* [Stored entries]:
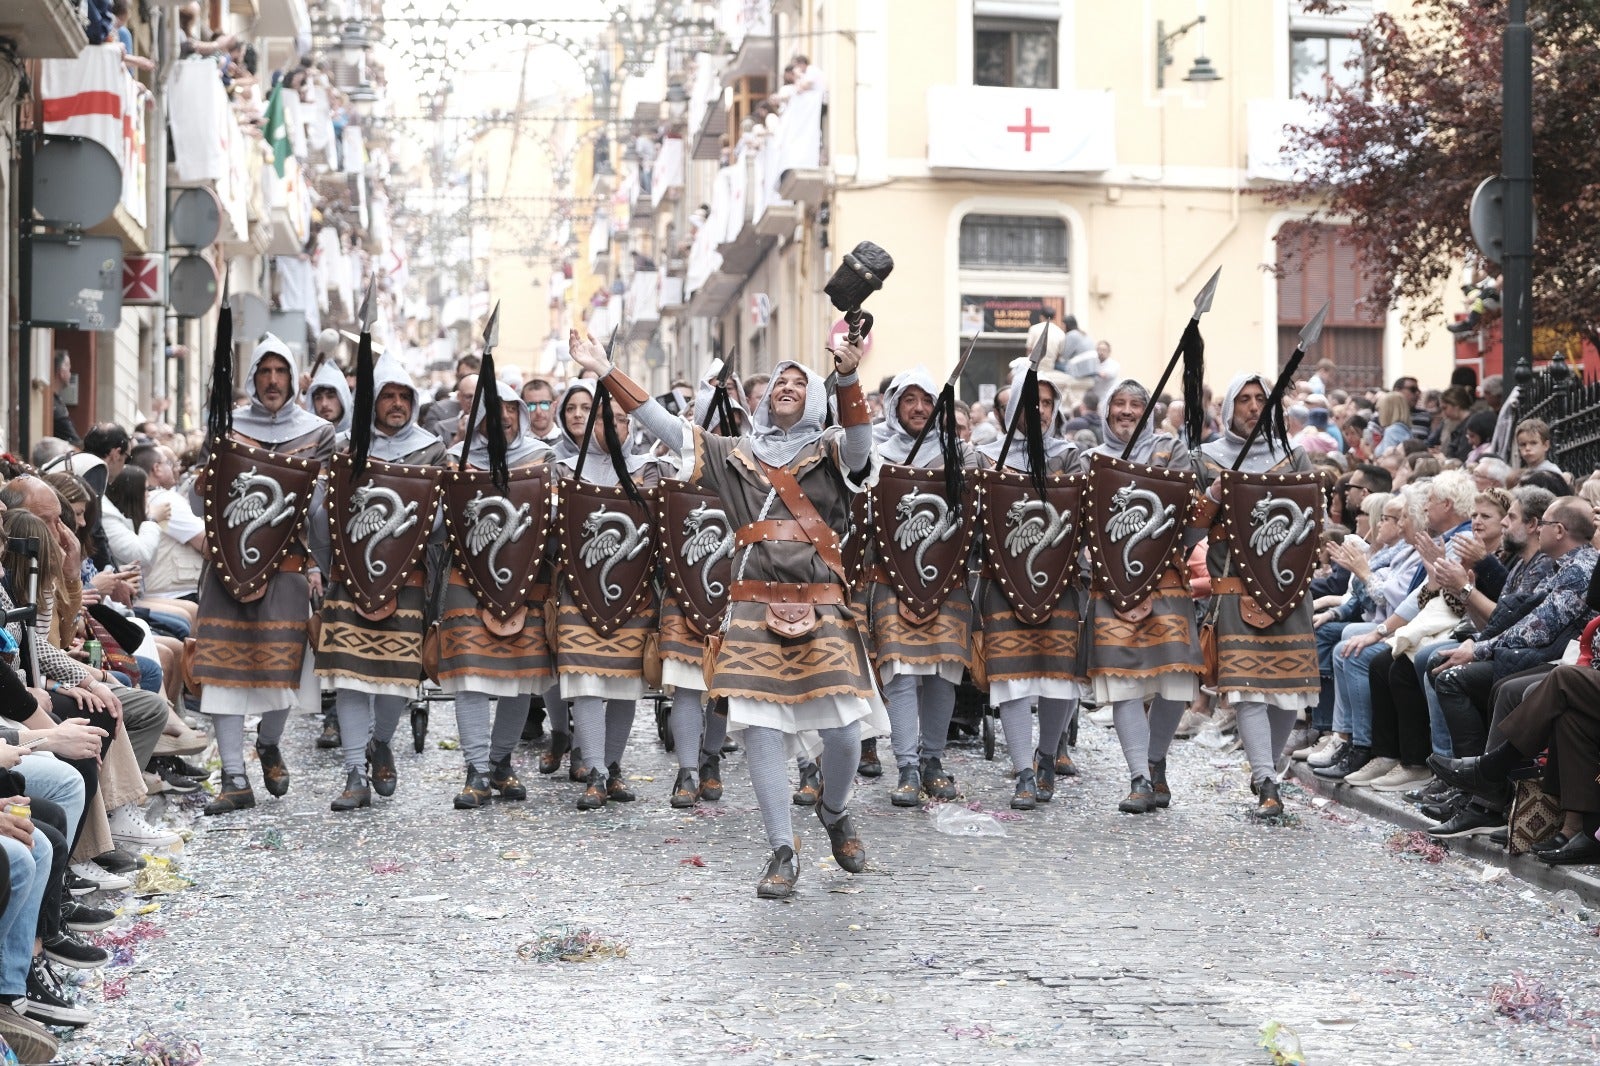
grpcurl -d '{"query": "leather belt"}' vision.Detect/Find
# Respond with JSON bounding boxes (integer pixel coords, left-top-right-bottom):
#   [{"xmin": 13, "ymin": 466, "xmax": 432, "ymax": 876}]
[
  {"xmin": 730, "ymin": 580, "xmax": 846, "ymax": 606},
  {"xmin": 279, "ymin": 555, "xmax": 306, "ymax": 574},
  {"xmin": 862, "ymin": 564, "xmax": 891, "ymax": 587},
  {"xmin": 734, "ymin": 520, "xmax": 813, "ymax": 551},
  {"xmin": 1211, "ymin": 578, "xmax": 1245, "ymax": 596}
]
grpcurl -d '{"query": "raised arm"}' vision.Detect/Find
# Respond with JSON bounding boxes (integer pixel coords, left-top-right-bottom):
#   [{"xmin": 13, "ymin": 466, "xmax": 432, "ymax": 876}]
[{"xmin": 569, "ymin": 330, "xmax": 685, "ymax": 453}]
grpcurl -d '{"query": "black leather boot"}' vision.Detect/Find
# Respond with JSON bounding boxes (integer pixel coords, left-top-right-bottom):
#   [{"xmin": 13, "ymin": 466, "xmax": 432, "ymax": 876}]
[
  {"xmin": 255, "ymin": 744, "xmax": 291, "ymax": 797},
  {"xmin": 453, "ymin": 766, "xmax": 493, "ymax": 810},
  {"xmin": 367, "ymin": 739, "xmax": 397, "ymax": 798},
  {"xmin": 330, "ymin": 769, "xmax": 371, "ymax": 812}
]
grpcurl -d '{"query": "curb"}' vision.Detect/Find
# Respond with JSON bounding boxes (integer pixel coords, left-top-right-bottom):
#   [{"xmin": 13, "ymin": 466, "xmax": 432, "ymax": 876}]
[{"xmin": 1286, "ymin": 763, "xmax": 1600, "ymax": 909}]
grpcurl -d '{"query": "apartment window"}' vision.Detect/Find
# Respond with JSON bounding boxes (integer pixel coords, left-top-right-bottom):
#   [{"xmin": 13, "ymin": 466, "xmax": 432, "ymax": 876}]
[
  {"xmin": 1276, "ymin": 222, "xmax": 1385, "ymax": 388},
  {"xmin": 974, "ymin": 19, "xmax": 1057, "ymax": 89},
  {"xmin": 960, "ymin": 214, "xmax": 1068, "ymax": 272},
  {"xmin": 1290, "ymin": 31, "xmax": 1363, "ymax": 99}
]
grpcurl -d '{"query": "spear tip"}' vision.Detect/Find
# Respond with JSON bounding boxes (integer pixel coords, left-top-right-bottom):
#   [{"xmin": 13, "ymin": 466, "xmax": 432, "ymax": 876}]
[
  {"xmin": 483, "ymin": 301, "xmax": 501, "ymax": 349},
  {"xmin": 1299, "ymin": 300, "xmax": 1332, "ymax": 349},
  {"xmin": 1191, "ymin": 266, "xmax": 1223, "ymax": 320},
  {"xmin": 357, "ymin": 278, "xmax": 378, "ymax": 333}
]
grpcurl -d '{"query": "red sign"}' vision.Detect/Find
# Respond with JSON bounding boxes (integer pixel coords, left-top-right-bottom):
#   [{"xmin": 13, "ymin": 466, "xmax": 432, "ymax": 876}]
[
  {"xmin": 828, "ymin": 317, "xmax": 875, "ymax": 356},
  {"xmin": 123, "ymin": 252, "xmax": 164, "ymax": 306}
]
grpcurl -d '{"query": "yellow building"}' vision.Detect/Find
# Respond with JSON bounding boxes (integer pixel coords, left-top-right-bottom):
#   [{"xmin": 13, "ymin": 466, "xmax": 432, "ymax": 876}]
[{"xmin": 618, "ymin": 0, "xmax": 1454, "ymax": 401}]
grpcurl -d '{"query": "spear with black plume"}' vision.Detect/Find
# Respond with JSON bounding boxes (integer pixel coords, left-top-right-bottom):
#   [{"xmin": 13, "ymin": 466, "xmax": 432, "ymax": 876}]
[
  {"xmin": 576, "ymin": 331, "xmax": 649, "ymax": 509},
  {"xmin": 349, "ymin": 279, "xmax": 378, "ymax": 481},
  {"xmin": 1121, "ymin": 268, "xmax": 1220, "ymax": 458},
  {"xmin": 460, "ymin": 303, "xmax": 510, "ymax": 494},
  {"xmin": 1232, "ymin": 301, "xmax": 1330, "ymax": 468},
  {"xmin": 206, "ymin": 267, "xmax": 234, "ymax": 444},
  {"xmin": 995, "ymin": 325, "xmax": 1053, "ymax": 500},
  {"xmin": 905, "ymin": 331, "xmax": 982, "ymax": 506}
]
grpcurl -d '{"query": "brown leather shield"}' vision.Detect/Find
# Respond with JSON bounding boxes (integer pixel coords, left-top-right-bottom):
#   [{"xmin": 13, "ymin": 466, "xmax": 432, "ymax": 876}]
[
  {"xmin": 1218, "ymin": 468, "xmax": 1324, "ymax": 624},
  {"xmin": 978, "ymin": 468, "xmax": 1084, "ymax": 625},
  {"xmin": 656, "ymin": 481, "xmax": 733, "ymax": 636},
  {"xmin": 203, "ymin": 436, "xmax": 319, "ymax": 602},
  {"xmin": 557, "ymin": 478, "xmax": 657, "ymax": 637},
  {"xmin": 328, "ymin": 454, "xmax": 441, "ymax": 616},
  {"xmin": 1084, "ymin": 452, "xmax": 1196, "ymax": 614},
  {"xmin": 442, "ymin": 465, "xmax": 552, "ymax": 624},
  {"xmin": 870, "ymin": 464, "xmax": 977, "ymax": 622}
]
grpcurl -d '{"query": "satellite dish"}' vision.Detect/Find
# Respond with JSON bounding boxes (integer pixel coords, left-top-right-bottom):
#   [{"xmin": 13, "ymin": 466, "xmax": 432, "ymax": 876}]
[
  {"xmin": 235, "ymin": 292, "xmax": 270, "ymax": 339},
  {"xmin": 169, "ymin": 255, "xmax": 219, "ymax": 318},
  {"xmin": 31, "ymin": 135, "xmax": 121, "ymax": 229},
  {"xmin": 169, "ymin": 186, "xmax": 223, "ymax": 249}
]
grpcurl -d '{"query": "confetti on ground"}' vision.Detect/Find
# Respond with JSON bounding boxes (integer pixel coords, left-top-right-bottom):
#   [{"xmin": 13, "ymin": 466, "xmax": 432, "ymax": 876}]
[
  {"xmin": 943, "ymin": 1024, "xmax": 993, "ymax": 1040},
  {"xmin": 516, "ymin": 927, "xmax": 629, "ymax": 963},
  {"xmin": 125, "ymin": 1029, "xmax": 205, "ymax": 1066},
  {"xmin": 679, "ymin": 855, "xmax": 706, "ymax": 867},
  {"xmin": 248, "ymin": 828, "xmax": 287, "ymax": 851},
  {"xmin": 370, "ymin": 861, "xmax": 406, "ymax": 875},
  {"xmin": 1489, "ymin": 972, "xmax": 1567, "ymax": 1025},
  {"xmin": 1386, "ymin": 830, "xmax": 1448, "ymax": 864}
]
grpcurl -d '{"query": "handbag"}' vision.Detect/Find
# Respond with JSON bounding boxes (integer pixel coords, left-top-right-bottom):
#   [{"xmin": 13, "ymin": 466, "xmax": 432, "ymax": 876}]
[
  {"xmin": 642, "ymin": 631, "xmax": 663, "ymax": 689},
  {"xmin": 83, "ymin": 608, "xmax": 141, "ymax": 687}
]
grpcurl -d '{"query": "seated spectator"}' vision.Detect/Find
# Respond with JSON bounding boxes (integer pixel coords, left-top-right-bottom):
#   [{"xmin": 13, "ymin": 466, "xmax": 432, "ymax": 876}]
[
  {"xmin": 1374, "ymin": 391, "xmax": 1414, "ymax": 457},
  {"xmin": 127, "ymin": 445, "xmax": 205, "ymax": 601},
  {"xmin": 1423, "ymin": 496, "xmax": 1599, "ymax": 838}
]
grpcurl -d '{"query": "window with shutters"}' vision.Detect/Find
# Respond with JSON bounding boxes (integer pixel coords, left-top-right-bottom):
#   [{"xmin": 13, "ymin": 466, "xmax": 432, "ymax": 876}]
[{"xmin": 1276, "ymin": 222, "xmax": 1385, "ymax": 389}]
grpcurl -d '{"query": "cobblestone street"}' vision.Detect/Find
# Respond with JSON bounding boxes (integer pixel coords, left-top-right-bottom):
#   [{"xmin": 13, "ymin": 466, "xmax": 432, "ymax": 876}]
[{"xmin": 65, "ymin": 703, "xmax": 1600, "ymax": 1065}]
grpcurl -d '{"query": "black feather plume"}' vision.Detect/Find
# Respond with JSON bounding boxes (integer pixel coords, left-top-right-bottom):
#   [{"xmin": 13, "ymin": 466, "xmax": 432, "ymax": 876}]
[
  {"xmin": 1181, "ymin": 317, "xmax": 1206, "ymax": 445},
  {"xmin": 596, "ymin": 382, "xmax": 647, "ymax": 509},
  {"xmin": 935, "ymin": 387, "xmax": 965, "ymax": 506},
  {"xmin": 206, "ymin": 298, "xmax": 234, "ymax": 443},
  {"xmin": 1018, "ymin": 371, "xmax": 1050, "ymax": 499},
  {"xmin": 350, "ymin": 327, "xmax": 375, "ymax": 480},
  {"xmin": 474, "ymin": 348, "xmax": 510, "ymax": 494}
]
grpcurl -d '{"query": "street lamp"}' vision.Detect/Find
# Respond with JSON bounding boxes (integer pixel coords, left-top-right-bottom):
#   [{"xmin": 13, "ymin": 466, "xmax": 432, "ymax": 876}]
[{"xmin": 1156, "ymin": 6, "xmax": 1223, "ymax": 90}]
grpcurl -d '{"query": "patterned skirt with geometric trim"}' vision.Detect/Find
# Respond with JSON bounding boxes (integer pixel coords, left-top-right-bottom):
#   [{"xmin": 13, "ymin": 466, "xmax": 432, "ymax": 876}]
[
  {"xmin": 866, "ymin": 583, "xmax": 973, "ymax": 685},
  {"xmin": 192, "ymin": 566, "xmax": 309, "ymax": 691},
  {"xmin": 436, "ymin": 569, "xmax": 552, "ymax": 698},
  {"xmin": 554, "ymin": 580, "xmax": 656, "ymax": 701},
  {"xmin": 1212, "ymin": 593, "xmax": 1318, "ymax": 711},
  {"xmin": 315, "ymin": 579, "xmax": 427, "ymax": 698},
  {"xmin": 1084, "ymin": 565, "xmax": 1202, "ymax": 704},
  {"xmin": 708, "ymin": 600, "xmax": 878, "ymax": 706},
  {"xmin": 979, "ymin": 578, "xmax": 1085, "ymax": 703}
]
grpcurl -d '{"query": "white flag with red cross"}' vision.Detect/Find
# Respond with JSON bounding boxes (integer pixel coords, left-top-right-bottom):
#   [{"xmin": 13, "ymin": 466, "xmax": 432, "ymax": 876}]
[{"xmin": 926, "ymin": 86, "xmax": 1116, "ymax": 174}]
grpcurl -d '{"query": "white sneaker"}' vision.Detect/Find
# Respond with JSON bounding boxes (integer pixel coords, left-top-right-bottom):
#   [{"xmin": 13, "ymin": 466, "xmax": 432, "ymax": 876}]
[
  {"xmin": 1344, "ymin": 756, "xmax": 1399, "ymax": 787},
  {"xmin": 107, "ymin": 804, "xmax": 181, "ymax": 849},
  {"xmin": 1295, "ymin": 732, "xmax": 1334, "ymax": 761},
  {"xmin": 69, "ymin": 863, "xmax": 131, "ymax": 893},
  {"xmin": 1307, "ymin": 736, "xmax": 1347, "ymax": 768},
  {"xmin": 1369, "ymin": 764, "xmax": 1434, "ymax": 792}
]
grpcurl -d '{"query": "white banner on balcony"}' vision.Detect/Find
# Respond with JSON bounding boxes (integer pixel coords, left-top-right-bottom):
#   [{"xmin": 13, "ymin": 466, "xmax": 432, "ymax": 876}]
[
  {"xmin": 926, "ymin": 86, "xmax": 1115, "ymax": 173},
  {"xmin": 651, "ymin": 136, "xmax": 685, "ymax": 208},
  {"xmin": 40, "ymin": 45, "xmax": 125, "ymax": 166}
]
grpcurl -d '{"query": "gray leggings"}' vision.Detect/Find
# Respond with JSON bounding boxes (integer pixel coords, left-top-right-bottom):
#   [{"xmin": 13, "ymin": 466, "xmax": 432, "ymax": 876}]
[
  {"xmin": 882, "ymin": 673, "xmax": 960, "ymax": 767},
  {"xmin": 571, "ymin": 697, "xmax": 638, "ymax": 773},
  {"xmin": 669, "ymin": 689, "xmax": 704, "ymax": 770},
  {"xmin": 997, "ymin": 697, "xmax": 1077, "ymax": 774},
  {"xmin": 335, "ymin": 690, "xmax": 407, "ymax": 773},
  {"xmin": 1236, "ymin": 700, "xmax": 1300, "ymax": 785},
  {"xmin": 453, "ymin": 691, "xmax": 532, "ymax": 772},
  {"xmin": 1109, "ymin": 696, "xmax": 1188, "ymax": 778},
  {"xmin": 543, "ymin": 681, "xmax": 568, "ymax": 735},
  {"xmin": 216, "ymin": 710, "xmax": 288, "ymax": 779},
  {"xmin": 743, "ymin": 723, "xmax": 860, "ymax": 851}
]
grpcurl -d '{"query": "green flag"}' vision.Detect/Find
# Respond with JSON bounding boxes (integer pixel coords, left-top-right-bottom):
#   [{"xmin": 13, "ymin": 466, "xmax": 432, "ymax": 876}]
[{"xmin": 263, "ymin": 83, "xmax": 291, "ymax": 178}]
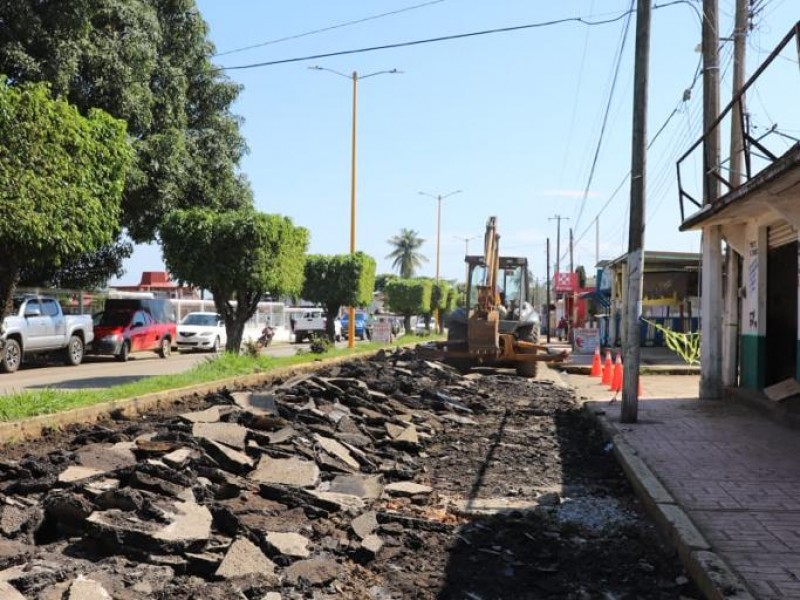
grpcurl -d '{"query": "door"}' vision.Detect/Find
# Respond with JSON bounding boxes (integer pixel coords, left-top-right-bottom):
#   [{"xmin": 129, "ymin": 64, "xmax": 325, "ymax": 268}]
[
  {"xmin": 23, "ymin": 300, "xmax": 47, "ymax": 350},
  {"xmin": 766, "ymin": 241, "xmax": 798, "ymax": 385},
  {"xmin": 128, "ymin": 310, "xmax": 150, "ymax": 353},
  {"xmin": 40, "ymin": 299, "xmax": 64, "ymax": 349}
]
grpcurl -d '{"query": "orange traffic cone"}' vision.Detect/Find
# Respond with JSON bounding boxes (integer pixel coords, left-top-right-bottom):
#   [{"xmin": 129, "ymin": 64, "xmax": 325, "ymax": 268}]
[
  {"xmin": 601, "ymin": 350, "xmax": 613, "ymax": 386},
  {"xmin": 610, "ymin": 353, "xmax": 623, "ymax": 392},
  {"xmin": 590, "ymin": 346, "xmax": 602, "ymax": 377}
]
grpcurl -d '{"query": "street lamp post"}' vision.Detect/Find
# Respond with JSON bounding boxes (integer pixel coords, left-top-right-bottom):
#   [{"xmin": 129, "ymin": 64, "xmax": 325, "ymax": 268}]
[
  {"xmin": 453, "ymin": 234, "xmax": 480, "ymax": 256},
  {"xmin": 311, "ymin": 66, "xmax": 399, "ymax": 348},
  {"xmin": 419, "ymin": 190, "xmax": 462, "ymax": 332}
]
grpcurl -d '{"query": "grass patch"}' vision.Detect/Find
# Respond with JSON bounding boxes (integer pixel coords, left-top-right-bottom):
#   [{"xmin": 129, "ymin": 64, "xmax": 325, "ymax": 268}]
[{"xmin": 0, "ymin": 333, "xmax": 444, "ymax": 422}]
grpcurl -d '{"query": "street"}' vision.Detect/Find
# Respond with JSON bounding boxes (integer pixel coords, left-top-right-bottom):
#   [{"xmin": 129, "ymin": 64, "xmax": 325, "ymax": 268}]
[{"xmin": 0, "ymin": 341, "xmax": 312, "ymax": 396}]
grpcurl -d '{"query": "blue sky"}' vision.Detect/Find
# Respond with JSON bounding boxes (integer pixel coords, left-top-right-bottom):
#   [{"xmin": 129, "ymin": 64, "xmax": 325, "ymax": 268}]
[{"xmin": 116, "ymin": 0, "xmax": 798, "ymax": 286}]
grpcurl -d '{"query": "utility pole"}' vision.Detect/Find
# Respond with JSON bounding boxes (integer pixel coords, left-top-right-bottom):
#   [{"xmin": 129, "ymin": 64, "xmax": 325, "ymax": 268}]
[
  {"xmin": 546, "ymin": 238, "xmax": 552, "ymax": 344},
  {"xmin": 570, "ymin": 227, "xmax": 577, "ymax": 336},
  {"xmin": 621, "ymin": 0, "xmax": 651, "ymax": 423},
  {"xmin": 700, "ymin": 0, "xmax": 723, "ymax": 400},
  {"xmin": 723, "ymin": 0, "xmax": 748, "ymax": 386},
  {"xmin": 549, "ymin": 215, "xmax": 568, "ymax": 275},
  {"xmin": 595, "ymin": 218, "xmax": 600, "ymax": 266}
]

* [Brief]: Once you reach the line with "skirt with geometric" in the data above, copy it and every line after it exactly, up to and including the line with "flag with red".

* [Response to this task]:
grpcurl -d '{"query": "patterned skirt with geometric trim"}' vision.Detect/Find
# Respond with JSON bounding boxes (integer pixel coords, left-top-right-bottom):
#   [{"xmin": 13, "ymin": 466, "xmax": 432, "ymax": 876}]
[
  {"xmin": 866, "ymin": 583, "xmax": 973, "ymax": 685},
  {"xmin": 192, "ymin": 566, "xmax": 309, "ymax": 691},
  {"xmin": 436, "ymin": 569, "xmax": 552, "ymax": 698},
  {"xmin": 554, "ymin": 580, "xmax": 656, "ymax": 701},
  {"xmin": 1212, "ymin": 593, "xmax": 1318, "ymax": 711},
  {"xmin": 315, "ymin": 579, "xmax": 427, "ymax": 698},
  {"xmin": 1084, "ymin": 565, "xmax": 1202, "ymax": 704},
  {"xmin": 708, "ymin": 600, "xmax": 878, "ymax": 706},
  {"xmin": 979, "ymin": 578, "xmax": 1085, "ymax": 703}
]
grpcurl -d '{"query": "white flag with red cross"}' vision.Detect/Find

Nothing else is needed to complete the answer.